State how many of the lines below contain the string "shirt", counting a match only when the case is the same. Reply with the number alone.

━━━━━ Data shown

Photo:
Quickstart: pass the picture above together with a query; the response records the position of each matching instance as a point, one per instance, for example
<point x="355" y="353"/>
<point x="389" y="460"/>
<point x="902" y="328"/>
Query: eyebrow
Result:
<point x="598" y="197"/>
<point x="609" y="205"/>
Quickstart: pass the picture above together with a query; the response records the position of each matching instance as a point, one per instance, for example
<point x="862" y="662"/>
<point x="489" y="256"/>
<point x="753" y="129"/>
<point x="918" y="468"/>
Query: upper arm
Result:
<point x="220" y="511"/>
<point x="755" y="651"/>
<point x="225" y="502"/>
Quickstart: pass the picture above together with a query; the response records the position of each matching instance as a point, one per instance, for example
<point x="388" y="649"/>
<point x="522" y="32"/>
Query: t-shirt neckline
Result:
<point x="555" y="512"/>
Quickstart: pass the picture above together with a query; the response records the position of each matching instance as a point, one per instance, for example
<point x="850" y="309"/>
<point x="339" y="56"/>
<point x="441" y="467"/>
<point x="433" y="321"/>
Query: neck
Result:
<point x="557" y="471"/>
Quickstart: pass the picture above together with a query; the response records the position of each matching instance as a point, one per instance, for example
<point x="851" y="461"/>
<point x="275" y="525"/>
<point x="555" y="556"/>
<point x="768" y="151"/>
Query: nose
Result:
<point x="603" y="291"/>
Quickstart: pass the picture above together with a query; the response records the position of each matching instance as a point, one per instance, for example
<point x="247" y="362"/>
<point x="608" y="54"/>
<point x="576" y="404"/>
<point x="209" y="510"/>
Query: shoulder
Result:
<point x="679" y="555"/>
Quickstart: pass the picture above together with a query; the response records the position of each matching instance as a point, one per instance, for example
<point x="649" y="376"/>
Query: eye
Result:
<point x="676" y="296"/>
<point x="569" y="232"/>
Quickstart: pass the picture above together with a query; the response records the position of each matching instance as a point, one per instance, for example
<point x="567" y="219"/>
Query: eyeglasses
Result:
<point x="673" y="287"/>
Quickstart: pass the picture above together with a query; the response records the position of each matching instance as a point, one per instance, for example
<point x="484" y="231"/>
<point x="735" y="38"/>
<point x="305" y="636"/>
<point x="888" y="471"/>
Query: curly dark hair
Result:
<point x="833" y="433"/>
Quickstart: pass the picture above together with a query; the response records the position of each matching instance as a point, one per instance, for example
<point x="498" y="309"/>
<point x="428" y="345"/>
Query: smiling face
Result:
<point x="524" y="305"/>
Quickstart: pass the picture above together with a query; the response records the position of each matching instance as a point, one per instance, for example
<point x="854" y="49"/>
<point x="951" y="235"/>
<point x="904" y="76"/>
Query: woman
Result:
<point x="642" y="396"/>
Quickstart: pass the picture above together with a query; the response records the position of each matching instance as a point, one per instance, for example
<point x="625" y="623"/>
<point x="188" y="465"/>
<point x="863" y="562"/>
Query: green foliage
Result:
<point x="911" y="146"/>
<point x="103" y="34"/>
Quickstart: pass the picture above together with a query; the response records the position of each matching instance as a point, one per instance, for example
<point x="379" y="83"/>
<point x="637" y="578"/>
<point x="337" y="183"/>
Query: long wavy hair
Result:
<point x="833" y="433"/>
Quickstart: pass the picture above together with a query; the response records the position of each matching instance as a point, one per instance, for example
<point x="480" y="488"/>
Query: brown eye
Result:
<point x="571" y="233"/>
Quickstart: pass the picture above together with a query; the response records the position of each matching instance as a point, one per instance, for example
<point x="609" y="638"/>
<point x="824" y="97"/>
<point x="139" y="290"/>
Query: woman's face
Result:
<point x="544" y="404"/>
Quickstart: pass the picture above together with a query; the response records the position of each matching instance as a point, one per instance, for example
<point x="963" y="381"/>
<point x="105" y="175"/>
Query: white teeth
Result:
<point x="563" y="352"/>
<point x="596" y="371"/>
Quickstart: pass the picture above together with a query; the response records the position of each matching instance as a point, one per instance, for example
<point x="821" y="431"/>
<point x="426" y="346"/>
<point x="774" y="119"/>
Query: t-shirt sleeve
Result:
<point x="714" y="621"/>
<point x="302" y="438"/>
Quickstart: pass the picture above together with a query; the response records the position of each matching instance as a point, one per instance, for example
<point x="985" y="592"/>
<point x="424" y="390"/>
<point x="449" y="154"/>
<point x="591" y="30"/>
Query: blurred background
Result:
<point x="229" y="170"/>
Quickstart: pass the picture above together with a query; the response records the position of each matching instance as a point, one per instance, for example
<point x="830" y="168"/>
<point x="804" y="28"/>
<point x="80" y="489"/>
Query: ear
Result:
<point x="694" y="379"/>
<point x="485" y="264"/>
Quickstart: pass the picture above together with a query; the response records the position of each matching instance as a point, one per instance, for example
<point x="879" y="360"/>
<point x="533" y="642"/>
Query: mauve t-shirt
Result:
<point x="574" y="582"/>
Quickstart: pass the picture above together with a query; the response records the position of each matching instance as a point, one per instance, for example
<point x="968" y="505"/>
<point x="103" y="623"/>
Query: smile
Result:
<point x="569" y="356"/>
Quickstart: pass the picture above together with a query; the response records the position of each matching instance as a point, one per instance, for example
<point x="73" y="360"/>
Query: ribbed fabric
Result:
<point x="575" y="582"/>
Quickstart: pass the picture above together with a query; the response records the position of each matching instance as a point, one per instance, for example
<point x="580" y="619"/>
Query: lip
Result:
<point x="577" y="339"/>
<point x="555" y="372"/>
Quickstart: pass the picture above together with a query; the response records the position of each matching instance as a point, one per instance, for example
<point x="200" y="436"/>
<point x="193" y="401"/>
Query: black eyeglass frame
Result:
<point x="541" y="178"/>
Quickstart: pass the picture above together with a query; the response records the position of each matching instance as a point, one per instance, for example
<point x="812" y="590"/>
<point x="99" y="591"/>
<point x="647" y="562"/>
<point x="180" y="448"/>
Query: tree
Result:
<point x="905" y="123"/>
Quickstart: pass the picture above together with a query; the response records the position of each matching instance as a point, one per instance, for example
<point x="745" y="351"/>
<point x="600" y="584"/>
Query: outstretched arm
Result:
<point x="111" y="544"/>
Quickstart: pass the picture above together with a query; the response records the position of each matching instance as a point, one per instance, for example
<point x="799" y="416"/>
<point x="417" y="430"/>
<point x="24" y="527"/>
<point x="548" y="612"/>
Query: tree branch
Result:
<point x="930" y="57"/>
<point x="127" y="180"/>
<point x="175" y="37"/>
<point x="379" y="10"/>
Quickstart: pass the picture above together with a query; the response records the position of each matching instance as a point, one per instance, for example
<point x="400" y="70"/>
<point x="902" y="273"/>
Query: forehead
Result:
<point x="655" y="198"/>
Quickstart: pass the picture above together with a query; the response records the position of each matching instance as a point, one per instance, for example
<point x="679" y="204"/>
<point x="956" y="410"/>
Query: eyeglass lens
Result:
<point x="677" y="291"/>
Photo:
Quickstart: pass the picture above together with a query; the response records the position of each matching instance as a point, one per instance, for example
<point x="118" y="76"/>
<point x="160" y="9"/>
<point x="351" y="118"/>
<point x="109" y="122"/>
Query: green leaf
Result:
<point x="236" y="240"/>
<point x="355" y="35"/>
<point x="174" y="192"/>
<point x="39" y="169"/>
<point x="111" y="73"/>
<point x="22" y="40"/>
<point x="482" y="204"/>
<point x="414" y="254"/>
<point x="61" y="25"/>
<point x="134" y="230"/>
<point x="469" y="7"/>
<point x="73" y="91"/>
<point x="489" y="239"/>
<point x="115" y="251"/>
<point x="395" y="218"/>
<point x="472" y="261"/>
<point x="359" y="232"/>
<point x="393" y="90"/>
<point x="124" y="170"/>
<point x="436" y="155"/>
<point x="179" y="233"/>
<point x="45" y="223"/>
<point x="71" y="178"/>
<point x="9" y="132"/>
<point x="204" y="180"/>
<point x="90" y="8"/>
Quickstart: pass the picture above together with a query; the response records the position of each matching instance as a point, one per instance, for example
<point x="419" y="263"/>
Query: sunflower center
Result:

━━━━━━━━━━

| Complete output |
3